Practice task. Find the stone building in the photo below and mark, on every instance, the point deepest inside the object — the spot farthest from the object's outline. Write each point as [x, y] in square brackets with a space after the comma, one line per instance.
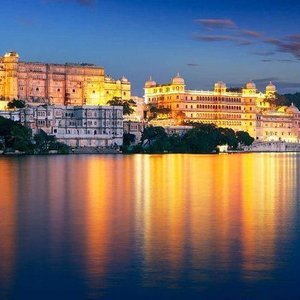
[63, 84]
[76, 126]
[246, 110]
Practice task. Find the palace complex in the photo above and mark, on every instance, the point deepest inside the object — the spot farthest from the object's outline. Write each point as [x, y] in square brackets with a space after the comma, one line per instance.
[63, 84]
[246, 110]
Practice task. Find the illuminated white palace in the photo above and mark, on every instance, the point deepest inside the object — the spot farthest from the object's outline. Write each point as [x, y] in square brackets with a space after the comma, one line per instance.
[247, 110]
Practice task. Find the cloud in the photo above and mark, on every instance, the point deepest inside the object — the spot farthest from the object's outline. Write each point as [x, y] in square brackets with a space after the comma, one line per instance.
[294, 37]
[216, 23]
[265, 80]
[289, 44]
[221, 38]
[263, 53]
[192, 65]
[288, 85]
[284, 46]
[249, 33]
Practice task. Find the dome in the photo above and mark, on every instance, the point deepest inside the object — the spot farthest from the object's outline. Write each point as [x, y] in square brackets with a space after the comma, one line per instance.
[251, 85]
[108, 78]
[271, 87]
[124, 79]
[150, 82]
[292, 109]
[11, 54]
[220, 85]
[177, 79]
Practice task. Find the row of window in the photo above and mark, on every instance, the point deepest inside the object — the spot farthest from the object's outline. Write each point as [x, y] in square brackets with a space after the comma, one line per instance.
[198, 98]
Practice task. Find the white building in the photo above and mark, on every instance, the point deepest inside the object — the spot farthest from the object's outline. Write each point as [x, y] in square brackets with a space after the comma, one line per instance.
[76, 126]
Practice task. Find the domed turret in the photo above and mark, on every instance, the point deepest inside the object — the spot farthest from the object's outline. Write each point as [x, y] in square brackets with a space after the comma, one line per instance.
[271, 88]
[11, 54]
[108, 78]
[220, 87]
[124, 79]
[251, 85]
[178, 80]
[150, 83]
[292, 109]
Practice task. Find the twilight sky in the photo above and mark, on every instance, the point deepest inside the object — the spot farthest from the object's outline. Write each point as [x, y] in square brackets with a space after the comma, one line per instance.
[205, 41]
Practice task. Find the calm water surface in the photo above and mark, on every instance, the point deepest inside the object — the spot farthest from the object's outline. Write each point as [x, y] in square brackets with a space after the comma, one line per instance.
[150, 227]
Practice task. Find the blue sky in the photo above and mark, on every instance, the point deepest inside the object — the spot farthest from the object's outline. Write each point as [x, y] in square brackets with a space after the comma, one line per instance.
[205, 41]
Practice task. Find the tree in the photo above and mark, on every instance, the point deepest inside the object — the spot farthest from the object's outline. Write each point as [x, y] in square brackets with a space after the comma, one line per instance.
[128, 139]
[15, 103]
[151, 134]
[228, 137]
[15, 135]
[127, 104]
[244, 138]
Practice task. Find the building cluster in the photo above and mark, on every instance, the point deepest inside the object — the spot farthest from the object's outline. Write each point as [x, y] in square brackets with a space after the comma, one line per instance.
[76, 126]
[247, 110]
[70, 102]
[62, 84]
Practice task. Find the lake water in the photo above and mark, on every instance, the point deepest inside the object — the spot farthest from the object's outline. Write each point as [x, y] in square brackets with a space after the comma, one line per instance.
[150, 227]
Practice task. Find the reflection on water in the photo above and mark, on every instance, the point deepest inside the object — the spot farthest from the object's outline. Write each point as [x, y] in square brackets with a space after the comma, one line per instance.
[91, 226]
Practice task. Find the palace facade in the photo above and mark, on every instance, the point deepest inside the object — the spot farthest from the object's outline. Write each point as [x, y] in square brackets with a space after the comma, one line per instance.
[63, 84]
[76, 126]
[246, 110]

------------------------------------------------

_GIVEN EXERCISE_:
Without the pictures, restate all the entries above exactly.

_ANSWER TO THIS PROBLEM_:
Practice task. Find the stone building in the photo below and mark, on every instance, the point deepest inside the object — the spot farthest from the object's outline. Write each point as [x, y] in square brackets with a space after the comma, one line per instance.
[63, 84]
[76, 126]
[246, 110]
Practice task. Find the palace complex in the photo above and mark, on every instance, the point deepest inside the object — the spot farthest from the object's outline. Write each point as [x, y] in square brackets with a space after the comma, one line per instance.
[63, 84]
[246, 110]
Practice task. Find the illuminated white palace in the photo above and mark, on every instance, the point deepest inside the object — the spot farthest from the object's outline. Write each point as [x, y] in square brackets with a space after the comma, one line per instance.
[247, 110]
Practice task. Find the cloud in the photo above and mark, on every instance, the point deepest inside the object — the spot farthest from the object's outline. Write each point as [x, y] in square brackets with a space after the comma, one line per instance.
[294, 37]
[216, 23]
[265, 80]
[289, 44]
[221, 38]
[263, 53]
[192, 65]
[288, 85]
[284, 46]
[249, 33]
Practice task. Find the dome in the photo above and mark, on every instance, the point deepest inside the object — the spot farthest from the object's outline. Write each point as [x, y] in square brackets with a space after the comma, one line per instance.
[251, 85]
[108, 78]
[271, 87]
[124, 79]
[150, 82]
[292, 109]
[11, 54]
[220, 85]
[177, 79]
Practice task. Find the row of window in the photo above and mark, on every instance, the point deepest inside the object — the spot farthest from the object's outline. Write each point as [x, y] in square brackets with a space after the comma, one line per instance.
[198, 98]
Practice task. Find the white building in the photo above and mark, on every instance, the point deepest inside the object — the spot farthest from the object's outline. Write each point as [x, y] in square brackets with a space after the comma, one line per instance.
[76, 126]
Practice task. Find the domed turret in the photo above and mark, on every instance, the point deepest inside the object — the spot farthest from the object's outline. Write each point as [x, y] in square brackets with a space after the comma, one line per instance.
[271, 88]
[11, 54]
[108, 78]
[220, 87]
[124, 79]
[251, 85]
[178, 80]
[150, 83]
[292, 109]
Practice task. Find the twilight sky in the photo above and mark, on every instance, the point deepest inside the object — the spot farthest from the object's outline. Write each point as [x, y] in square brackets with a space after the comma, one line per instance.
[205, 41]
Practice task. Find the calm water surface in the photo above and mark, on every instance, the point deepest inside the object — the spot farthest from the object's outline. Write each point as [x, y] in square brackets with a space after the comma, one line per instance.
[150, 227]
Practice task. Find the blue sky in the photo above and mark, on every instance, the point deepest inside the object — the spot farthest from the object's outline. Write each point as [x, y] in square brackets with a space after the comma, one line per instance.
[205, 41]
Practice task. Find the tree in the photo above and mark, on every instance, the point deepest inside the object — the spot farthest from the object's outline. Write each point as [x, y] in square brackets with a space after the comma, one line per instance.
[128, 139]
[15, 103]
[151, 134]
[228, 137]
[15, 135]
[127, 104]
[244, 138]
Practice task. Find the building cluster in the photo above and mark, on every instance, the point deepest inside the object — the spot farthest from the object's outline. Write each point as [x, y] in square brackets with a space after the comma, one line per instance.
[76, 126]
[247, 110]
[70, 102]
[62, 84]
Practice task. Find the lake water in the photo above and mark, on every instance, the point deepest inside the object — the spot farthest from the object's outline. Write each point as [x, y] in square brackets with a space after the comma, one line per instance.
[150, 227]
Practice task. Find the reflection on water in the photo above and mark, on every instance, the point deepest inside the object — the spot farthest from the object's outline. Write each point as [x, y] in square brackets with a space after the comma, one line per instance.
[91, 226]
Practice task. Find the palace facade in the photo above and mark, on every instance, the point deepest inside the object — the spot farthest from the object's outline. Write each point as [x, y] in square brackets with a space after the comma, one line per instance.
[63, 84]
[76, 126]
[246, 110]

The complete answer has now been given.